Singers from those bands you mentioned are using complex techniques to get their sound. The reason I say complex is because they produce their sound every day.

You also might want to consider that the singing that you hear on a CD is a combination of many tracks to give a fuller sound.

Alot of things go into loosing one's voice - could be alot of things. Basically, if you have good technique, and you are healthy, you will be able to sing fine. If you try advanced stuff, you will end up like the pros - having problems and getting node surgery and expensive teachers etc.

Hope that you consider proper technique and slowing down while your voice heals :chug:

Merkaba
11-08-2004, 12:46 AM
Levitate is right. Though chester does have just a strong voice. It is technique too.

If your cords are swollen you lose falsetto because they cant stretch as much. swelling will also make for breaks on notes for the same reasons and because if youre swollen youre less flexible, just like any other part of your body. And if youre swollen youve got some mucus at play as well. Take it easy for a few days. And by easy i mean no singing and less talking, and make sure youre relaxed when talking. talking can be hell on the cords because most people dont worry about them then. Keep us posted.

Winter-seed...AKA b&h
11-08-2004, 02:19 AM
hey dude,i dont think you should worry about it right now....give it atleast about 2 weeks because i had the same thing and it lasted for a month an a bit an i freaked out an went went to a a ear,throat an nose doctor an he said it was just alot of swelling an i was still irritating it from tryin to keep screaming....so some advice from someone that was in the same position as you is just dont do no hard singing just hum about an sing the easiest songs for you with no force an no screaming or falsetto for a while....an drink alot of water...thats what i did.
If its really freaking you out just go see a doctor to get the truth but im sure it is probably the same thing as i went through

you also might start getting alot of mucus so use the water to keep it away

Merkaba
11-08-2004, 02:44 AM
Well spoken winter.

oh,nice to see you got rid of the mucus parka! Youre one of the lucky ones! hehe.

Winter-seed...AKA b&h
11-08-2004, 02:52 AM
haha yes the old mucus parka...took awhile to figure that one out

Merkaba
11-08-2004, 03:51 AM
Tell Goughan i said whats up!

BassMan182
11-08-2004, 05:31 AM
what exactly are nodes/nodules? i think i know, but can't describe it...

### Recorded data:
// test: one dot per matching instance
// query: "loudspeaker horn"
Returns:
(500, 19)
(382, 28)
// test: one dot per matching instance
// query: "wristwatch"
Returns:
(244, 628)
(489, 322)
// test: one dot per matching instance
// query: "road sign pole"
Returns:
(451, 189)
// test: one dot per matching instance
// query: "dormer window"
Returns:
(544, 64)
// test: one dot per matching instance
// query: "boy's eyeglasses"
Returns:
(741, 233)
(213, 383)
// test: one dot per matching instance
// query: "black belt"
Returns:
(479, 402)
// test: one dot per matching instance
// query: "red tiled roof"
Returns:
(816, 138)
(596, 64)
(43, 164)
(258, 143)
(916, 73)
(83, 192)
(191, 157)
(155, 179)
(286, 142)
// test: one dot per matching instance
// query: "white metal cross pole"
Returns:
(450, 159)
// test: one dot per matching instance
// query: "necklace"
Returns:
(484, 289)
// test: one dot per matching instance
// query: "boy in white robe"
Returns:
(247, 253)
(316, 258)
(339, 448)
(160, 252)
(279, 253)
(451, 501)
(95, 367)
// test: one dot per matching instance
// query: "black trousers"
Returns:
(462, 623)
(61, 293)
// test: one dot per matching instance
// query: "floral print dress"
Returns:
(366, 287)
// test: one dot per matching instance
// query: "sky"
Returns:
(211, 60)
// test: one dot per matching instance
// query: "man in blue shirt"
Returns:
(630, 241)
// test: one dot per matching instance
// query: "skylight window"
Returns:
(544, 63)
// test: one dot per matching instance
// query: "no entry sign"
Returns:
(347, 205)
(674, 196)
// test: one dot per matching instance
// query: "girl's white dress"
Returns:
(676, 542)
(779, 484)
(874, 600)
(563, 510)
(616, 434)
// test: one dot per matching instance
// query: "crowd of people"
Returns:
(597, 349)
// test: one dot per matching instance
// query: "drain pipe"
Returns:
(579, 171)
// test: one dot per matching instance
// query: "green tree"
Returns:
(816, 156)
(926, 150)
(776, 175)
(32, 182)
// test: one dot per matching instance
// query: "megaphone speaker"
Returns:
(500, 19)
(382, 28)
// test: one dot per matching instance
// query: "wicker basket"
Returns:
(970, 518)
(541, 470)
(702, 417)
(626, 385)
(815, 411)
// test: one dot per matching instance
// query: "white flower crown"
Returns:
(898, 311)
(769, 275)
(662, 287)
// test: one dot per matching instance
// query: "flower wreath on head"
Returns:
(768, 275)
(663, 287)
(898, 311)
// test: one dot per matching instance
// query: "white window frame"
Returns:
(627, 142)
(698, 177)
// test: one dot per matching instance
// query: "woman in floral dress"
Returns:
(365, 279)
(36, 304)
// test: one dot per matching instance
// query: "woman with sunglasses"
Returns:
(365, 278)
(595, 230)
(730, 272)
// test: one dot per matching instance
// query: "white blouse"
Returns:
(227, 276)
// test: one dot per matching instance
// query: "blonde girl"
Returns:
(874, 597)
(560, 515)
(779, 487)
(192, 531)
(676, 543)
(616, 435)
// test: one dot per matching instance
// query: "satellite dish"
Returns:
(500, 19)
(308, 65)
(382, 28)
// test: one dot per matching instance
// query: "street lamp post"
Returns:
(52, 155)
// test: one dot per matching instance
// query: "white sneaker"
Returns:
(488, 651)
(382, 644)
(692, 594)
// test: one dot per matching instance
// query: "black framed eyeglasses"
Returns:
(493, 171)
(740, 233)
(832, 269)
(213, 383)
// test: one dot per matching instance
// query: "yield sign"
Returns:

### Study questions:
a – Return the part of the forum thread on voice strain starting with "Alot of things go" and going on through "is technique too.".
b – In the forum thread on voice strain, why does swelling of the vocal cords make a singer lose falsetto?
c – Write what comes next in the forum thread on voice strain, picking up after its final post.

### Per-task answers:
a –
Alot of things go into loosing one's voice - could be alot of things. Basically, if you have good technique, and you are healthy, you will be able to sing fine. If you try advanced stuff, you will end up like the pros - having problems and getting node surgery and expensive teachers etc.

Hope that you consider proper technique and slowing down while your voice heals :chug:

Merkaba
11-08-2004, 12:46 AM
Levitate is right. Though chester does have just a strong voice. It is technique too.

b – Swollen cords can't stretch as much.

c –
Merkaba
11-08-2004, 02:13 PM
a callous

caused by the same things. Like a throat corn! ick.
rub your arm long enough in the same spot and it will get one too

Rats
11-08-2004, 06:33 PM
Whats a mucus parka? And how do I know if I have one?

Merkaba
11-09-2004, 01:30 AM
^ Winterseed did you see that?!!!

Winter-seed...AKA b&h
11-09-2004, 05:14 AM
haha yea i see.
Parka as in jacket/coat and mucus as in....mucus.
so your wearing a mucus jacket..nah jks
From what i have heard from merkaba it is a thick coat of mucus covering your chords..and this happens when they are swollen.
So if you are getting alot of mucus and it is hard to reach high notes an get any falsetto happening just rest ur voice a bit an dont do any hard singing an drink plenty of water.

Thank you for your time.

kriswrite
11-09-2004, 08:38 AM
This is not something you should mess around with. Get yourself to an ENT (ear, nose, throat doc), preferably one who treats singers. Until then, don't sing or scream, and limit your talking. (BTW, whispering is sometimes worse than talking.) Then, find yourself a great voice teacher, preferably one who's worked with singers who've had nodes. Don't mess around, or you may end up with years of vocal problems ahead of you.

Kristina
www.geocities.com/kristinasvocalstudio

Merkaba
11-09-2004, 02:32 PM
Whats a mucus parka? And how do I know if I have one?

Yea i always talk about the cords being coated in mucus. a bigger coat i referred to once as a parka(a thick winter jacket) and winterseed kinda went into a panic about its severity.

yea, listen to Kriswrite, she has alot of experience.